And that is the point. The goal is to change the economy of Holy Communion from one in which the sacred food is a scarce commodity controlled and doled out by a religious elite (clergy, elders, or both) to one in which all participate in sharing so that we all might experience abundance. p. 146
Before I begin, I should share that Christopher Grundy is a
friend of mine, I consider him part of my extended family, I love his music,
and that I am more proud of my alma mater, Eden Theological Seminary,
knowing Professor Grundy teaches there.
Grundy’s book will be an important contribution to the
ongoing discussion about the meaning and practice of Holy Communion. I think the one weakness of the book is that
it makes references to a broad critique of current Christian practice and
meaning while actually developing a more specific point of departure for a
critique of current Christian practice and meaning around objectification and
sexual violence.
If Grundy’s text did indeed try to speak more broadly about
the myth of redemptive violence, I think he would need to engage Walter Wink’s
writing[i]
and, even more so, Dom Helder Camara’s Spiral of Violence.[ii]
What he has done has torn the tablecloth off the table of what
patriarchy considers a silent, private meal to acknowledge the horrific
hierarchies and objectification that should have trigger warnings at every
turn.
In doing so, Grundy gives us permission to imagine and risk
something more egalitarian, just, loving, and communally public which should be
in keeping with a meal tradition that sought to intentionally unseat and
disrupt a violent status quo.
My hope is that Grundy or someone else will pick up his text
and engage the broader public discourse.
That engagement will be critical as State violence enjoins peaceful
protest on the street and, at times, seeks to provoke or use vandalism or
property damage to justify violence against human bodies. What does a sacrament like Holy Communion
teach us as we see or move in protest, State action, and media delivery? How do we imagine that sacrament being
practiced on the streets in a way that is faithful? What can we learn from public liturgies which
have already been practiced?
As a more specific text, however, Grundy has offered an
alternative meal practice that is long overdue.
We recognize that void when we are on a youth mission trip, only have
saltines and water, and find that the meaning of that communion seems deeper
and more meaningful than what we experience on Sunday morning. In my last settled pastorate, I found it
powerful when we did not have our regular communion stewards in place. An intergenerational mix came forward with mentoring
and grace evident in distribution. I
found that mix seeded with much more joy and meaning—disrupting the hierarchy
Grundy strongly critiques.

┄┄┄┄┄┄┄┄┄┄┄┄┄┄┄┄┄┄┄┄

* _Written tasks_:
(A) Rewrite the review from "We recognize that" to "Grundy strongly critiques.", swapping "saltines" for "crackers".
(B) According to the review, where does Professor Grundy teach?
Answer from the review alone, without outside sources.

* _Material supplied_:
┄┄┄┄┄┄┄┄┄┄┄┄┄┄┄┄┄┄┄┄

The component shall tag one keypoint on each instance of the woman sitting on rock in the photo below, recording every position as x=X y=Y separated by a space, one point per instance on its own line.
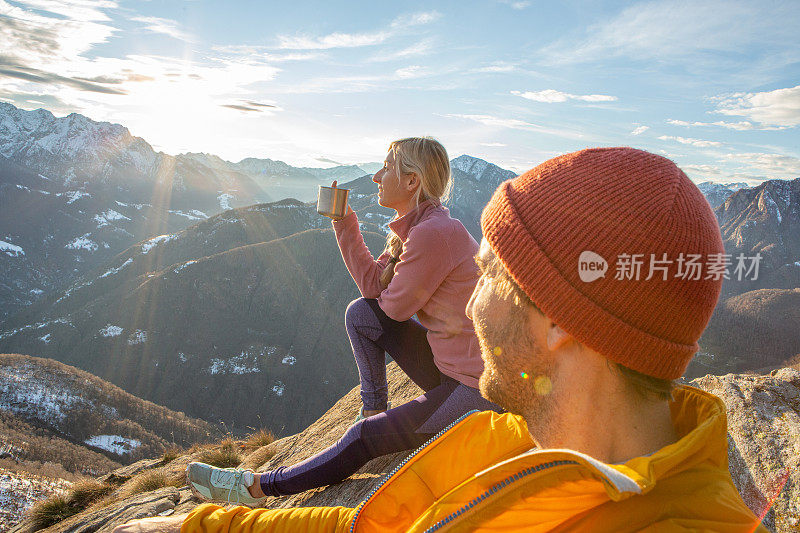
x=427 y=269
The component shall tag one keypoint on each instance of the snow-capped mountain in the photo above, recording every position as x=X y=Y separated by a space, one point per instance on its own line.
x=764 y=220
x=717 y=193
x=88 y=411
x=74 y=192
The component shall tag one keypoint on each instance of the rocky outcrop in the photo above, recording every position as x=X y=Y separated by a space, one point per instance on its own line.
x=764 y=441
x=764 y=425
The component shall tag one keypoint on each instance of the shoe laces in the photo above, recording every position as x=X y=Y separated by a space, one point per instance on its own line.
x=237 y=474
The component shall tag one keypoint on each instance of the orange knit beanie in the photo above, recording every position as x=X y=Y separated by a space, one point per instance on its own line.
x=582 y=232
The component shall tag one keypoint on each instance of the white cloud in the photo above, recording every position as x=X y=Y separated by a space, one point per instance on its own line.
x=740 y=126
x=668 y=29
x=497 y=66
x=413 y=71
x=516 y=4
x=688 y=140
x=771 y=165
x=706 y=170
x=780 y=107
x=164 y=26
x=421 y=48
x=41 y=34
x=263 y=53
x=552 y=96
x=516 y=124
x=416 y=19
x=333 y=40
x=354 y=40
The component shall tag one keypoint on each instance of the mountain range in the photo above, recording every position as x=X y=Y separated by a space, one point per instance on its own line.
x=75 y=192
x=52 y=412
x=189 y=284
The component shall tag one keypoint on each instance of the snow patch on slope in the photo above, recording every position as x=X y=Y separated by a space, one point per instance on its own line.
x=111 y=331
x=82 y=243
x=117 y=269
x=155 y=241
x=113 y=443
x=11 y=250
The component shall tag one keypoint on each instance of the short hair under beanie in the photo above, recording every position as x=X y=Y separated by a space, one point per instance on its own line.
x=625 y=206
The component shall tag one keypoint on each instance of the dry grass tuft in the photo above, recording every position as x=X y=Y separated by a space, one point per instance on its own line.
x=259 y=438
x=63 y=505
x=225 y=455
x=147 y=481
x=171 y=453
x=259 y=457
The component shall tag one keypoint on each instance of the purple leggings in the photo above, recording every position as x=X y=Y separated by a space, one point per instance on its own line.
x=405 y=427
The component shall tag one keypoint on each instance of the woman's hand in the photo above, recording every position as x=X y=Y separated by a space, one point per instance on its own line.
x=156 y=524
x=347 y=209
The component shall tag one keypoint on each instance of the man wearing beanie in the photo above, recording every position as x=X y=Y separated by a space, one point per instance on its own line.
x=601 y=268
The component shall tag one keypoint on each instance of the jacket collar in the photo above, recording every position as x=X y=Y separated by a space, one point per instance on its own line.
x=701 y=424
x=402 y=225
x=441 y=474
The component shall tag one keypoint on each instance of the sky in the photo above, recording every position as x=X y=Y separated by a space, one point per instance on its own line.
x=714 y=86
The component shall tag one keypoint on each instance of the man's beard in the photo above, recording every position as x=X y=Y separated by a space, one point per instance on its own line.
x=509 y=376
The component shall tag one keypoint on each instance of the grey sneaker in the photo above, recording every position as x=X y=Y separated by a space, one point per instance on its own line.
x=222 y=484
x=360 y=416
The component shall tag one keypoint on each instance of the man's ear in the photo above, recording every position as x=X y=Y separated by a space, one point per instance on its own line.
x=556 y=337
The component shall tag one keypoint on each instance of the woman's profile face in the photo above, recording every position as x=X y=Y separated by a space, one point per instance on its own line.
x=392 y=189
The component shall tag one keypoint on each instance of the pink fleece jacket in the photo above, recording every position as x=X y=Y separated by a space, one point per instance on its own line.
x=433 y=279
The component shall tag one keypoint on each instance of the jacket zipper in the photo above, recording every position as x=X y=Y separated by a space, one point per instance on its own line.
x=494 y=489
x=402 y=463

┄┄┄┄┄┄┄┄┄┄┄┄┄┄┄┄┄┄┄┄

* _Answers to the problems_:
(A)
We recognize that void when we are on a youth mission trip, only have
crackers and water, and find that the meaning of that communion seems deeper
and more meaningful than what we experience on Sunday morning. In my last settled pastorate, I found it
powerful when we did not have our regular communion stewards in place. An intergenerational mix came forward with mentoring
and grace evident in distribution. I
found that mix seeded with much more joy and meaning—disrupting the hierarchy
Grundy strongly critiques.

(B) Eden Theological Seminary